** DESCRIPTION OF THE TASK **
Line count for "helmet": give how many lines in the data below contain it, with no other words.

Records excerpted from a collection:
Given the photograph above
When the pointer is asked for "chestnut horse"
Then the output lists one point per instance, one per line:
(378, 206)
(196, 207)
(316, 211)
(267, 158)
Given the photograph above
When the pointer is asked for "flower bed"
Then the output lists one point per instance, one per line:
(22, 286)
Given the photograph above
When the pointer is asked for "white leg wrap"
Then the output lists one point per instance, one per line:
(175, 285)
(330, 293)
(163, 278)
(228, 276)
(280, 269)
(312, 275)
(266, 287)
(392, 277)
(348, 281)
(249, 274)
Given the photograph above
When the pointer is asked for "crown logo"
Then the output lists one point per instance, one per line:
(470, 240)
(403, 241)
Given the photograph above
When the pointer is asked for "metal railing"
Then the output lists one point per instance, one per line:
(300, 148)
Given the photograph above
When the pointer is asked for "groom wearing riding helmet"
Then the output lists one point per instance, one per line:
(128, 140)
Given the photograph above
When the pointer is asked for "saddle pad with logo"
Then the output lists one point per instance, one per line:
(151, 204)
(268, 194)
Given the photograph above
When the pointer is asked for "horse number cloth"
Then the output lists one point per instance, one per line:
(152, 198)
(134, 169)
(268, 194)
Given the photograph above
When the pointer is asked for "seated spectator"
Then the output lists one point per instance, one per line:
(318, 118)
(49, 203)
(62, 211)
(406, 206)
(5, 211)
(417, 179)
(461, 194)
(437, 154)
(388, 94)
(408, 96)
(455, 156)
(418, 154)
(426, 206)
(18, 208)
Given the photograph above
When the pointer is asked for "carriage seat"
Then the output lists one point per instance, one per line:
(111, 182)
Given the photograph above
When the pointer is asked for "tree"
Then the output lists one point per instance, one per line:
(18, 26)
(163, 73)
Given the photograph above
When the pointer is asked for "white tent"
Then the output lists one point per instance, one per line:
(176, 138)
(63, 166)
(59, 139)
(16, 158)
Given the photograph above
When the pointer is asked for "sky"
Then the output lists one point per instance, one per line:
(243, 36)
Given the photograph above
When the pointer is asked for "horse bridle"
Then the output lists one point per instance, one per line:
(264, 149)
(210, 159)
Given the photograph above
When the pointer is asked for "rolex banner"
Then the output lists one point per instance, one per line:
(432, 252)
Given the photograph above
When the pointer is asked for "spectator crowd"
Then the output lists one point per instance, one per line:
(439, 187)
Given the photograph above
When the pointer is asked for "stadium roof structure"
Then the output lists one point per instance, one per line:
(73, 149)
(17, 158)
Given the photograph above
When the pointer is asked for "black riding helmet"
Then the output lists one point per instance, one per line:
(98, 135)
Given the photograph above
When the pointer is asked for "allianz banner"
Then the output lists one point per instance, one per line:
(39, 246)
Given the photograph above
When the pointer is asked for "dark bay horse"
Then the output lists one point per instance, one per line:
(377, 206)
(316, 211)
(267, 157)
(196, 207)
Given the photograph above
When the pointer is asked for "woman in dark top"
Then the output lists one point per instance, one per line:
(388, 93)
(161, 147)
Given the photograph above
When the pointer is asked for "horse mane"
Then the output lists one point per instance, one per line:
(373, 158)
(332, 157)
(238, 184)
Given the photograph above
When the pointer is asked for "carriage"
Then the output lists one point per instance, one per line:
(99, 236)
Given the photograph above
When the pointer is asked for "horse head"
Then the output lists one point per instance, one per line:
==
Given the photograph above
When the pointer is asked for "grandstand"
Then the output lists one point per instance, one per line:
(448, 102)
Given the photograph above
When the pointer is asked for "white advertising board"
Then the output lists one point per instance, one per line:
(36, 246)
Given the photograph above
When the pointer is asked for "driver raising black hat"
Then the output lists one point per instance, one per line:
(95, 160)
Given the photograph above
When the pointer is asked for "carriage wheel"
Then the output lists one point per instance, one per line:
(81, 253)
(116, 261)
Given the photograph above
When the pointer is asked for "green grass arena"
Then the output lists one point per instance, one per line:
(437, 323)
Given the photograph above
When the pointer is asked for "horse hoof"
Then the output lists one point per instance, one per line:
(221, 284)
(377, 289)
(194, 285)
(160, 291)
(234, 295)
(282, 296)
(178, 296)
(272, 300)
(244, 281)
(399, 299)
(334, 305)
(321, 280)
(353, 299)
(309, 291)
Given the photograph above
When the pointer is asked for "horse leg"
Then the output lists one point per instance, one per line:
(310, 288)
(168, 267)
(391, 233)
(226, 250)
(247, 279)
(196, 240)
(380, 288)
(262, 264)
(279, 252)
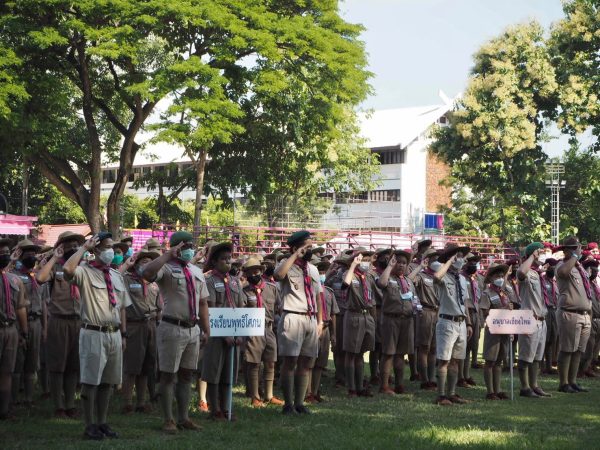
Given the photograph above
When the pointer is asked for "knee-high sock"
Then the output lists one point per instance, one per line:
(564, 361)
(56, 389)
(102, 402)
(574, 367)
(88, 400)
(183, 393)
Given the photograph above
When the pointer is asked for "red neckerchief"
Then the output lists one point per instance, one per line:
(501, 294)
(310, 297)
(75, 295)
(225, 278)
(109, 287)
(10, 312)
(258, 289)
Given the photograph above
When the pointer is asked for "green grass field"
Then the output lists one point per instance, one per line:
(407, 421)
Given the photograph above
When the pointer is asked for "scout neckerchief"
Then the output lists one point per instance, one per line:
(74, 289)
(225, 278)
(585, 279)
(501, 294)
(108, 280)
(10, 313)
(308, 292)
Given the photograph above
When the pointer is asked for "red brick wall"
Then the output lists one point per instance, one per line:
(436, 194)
...
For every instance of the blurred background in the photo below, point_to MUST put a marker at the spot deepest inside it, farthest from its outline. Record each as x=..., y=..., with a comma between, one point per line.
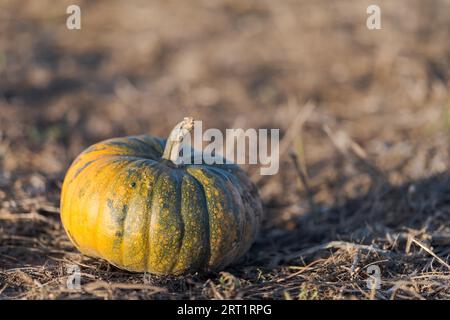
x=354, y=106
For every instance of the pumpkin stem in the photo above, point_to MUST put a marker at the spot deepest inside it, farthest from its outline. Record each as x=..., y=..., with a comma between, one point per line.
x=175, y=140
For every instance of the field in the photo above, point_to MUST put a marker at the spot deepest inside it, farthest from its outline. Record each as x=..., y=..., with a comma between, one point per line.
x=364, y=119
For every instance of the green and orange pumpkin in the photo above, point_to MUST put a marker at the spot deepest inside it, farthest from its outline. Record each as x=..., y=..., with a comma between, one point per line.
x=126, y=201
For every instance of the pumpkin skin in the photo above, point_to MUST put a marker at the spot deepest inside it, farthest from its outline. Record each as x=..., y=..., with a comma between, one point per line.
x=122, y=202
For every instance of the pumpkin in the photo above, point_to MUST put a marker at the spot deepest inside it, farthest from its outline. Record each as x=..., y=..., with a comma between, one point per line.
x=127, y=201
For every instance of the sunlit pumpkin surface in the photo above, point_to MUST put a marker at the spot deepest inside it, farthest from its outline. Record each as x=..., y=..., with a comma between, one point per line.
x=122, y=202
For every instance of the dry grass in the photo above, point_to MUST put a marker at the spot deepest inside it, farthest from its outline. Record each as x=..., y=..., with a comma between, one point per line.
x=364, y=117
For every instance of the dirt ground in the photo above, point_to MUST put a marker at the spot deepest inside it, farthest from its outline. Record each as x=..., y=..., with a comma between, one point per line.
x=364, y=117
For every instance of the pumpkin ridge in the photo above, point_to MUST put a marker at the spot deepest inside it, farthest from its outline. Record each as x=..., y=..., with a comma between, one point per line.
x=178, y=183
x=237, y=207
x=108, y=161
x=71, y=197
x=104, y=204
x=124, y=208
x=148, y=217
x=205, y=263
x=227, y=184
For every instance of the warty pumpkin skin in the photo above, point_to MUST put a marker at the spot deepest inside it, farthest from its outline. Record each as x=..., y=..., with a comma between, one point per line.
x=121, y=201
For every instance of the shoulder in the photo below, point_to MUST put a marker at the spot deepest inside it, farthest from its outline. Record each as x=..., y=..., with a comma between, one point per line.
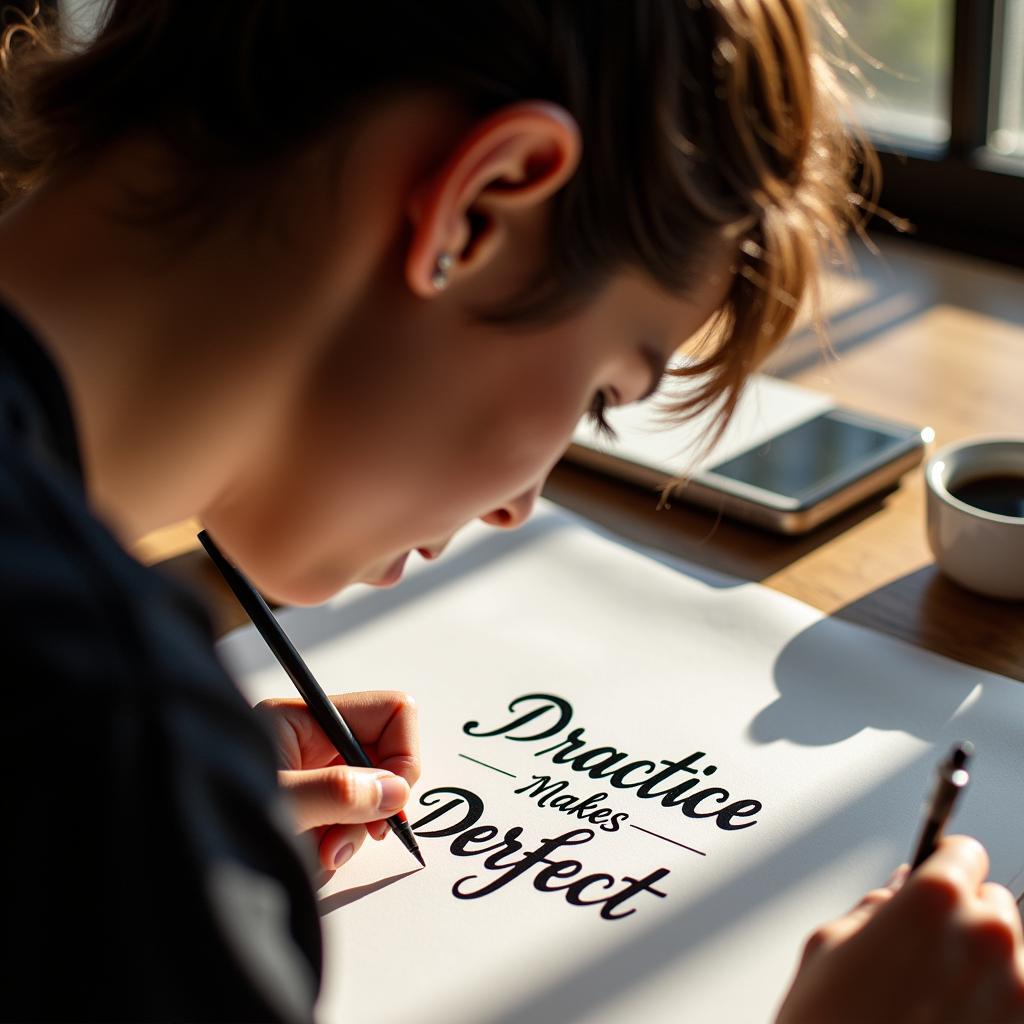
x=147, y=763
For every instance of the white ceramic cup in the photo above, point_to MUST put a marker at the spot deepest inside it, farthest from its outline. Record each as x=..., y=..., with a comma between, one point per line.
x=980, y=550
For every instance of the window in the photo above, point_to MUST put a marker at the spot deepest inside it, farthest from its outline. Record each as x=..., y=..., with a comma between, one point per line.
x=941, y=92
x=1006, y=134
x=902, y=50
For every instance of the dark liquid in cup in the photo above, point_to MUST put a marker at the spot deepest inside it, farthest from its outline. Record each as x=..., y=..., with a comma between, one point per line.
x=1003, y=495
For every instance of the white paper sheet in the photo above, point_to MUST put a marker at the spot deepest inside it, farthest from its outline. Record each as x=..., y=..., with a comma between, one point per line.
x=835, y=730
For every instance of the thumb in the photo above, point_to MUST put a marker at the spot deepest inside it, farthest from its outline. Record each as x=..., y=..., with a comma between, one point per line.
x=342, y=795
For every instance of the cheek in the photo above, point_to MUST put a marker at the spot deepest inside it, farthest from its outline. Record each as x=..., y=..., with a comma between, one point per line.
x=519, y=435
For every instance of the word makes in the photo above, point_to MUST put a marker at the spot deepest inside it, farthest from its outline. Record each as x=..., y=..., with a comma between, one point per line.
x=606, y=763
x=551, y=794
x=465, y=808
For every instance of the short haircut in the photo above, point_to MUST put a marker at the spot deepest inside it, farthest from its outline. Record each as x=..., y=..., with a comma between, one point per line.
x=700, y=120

** WRITTEN SOLUTION **
2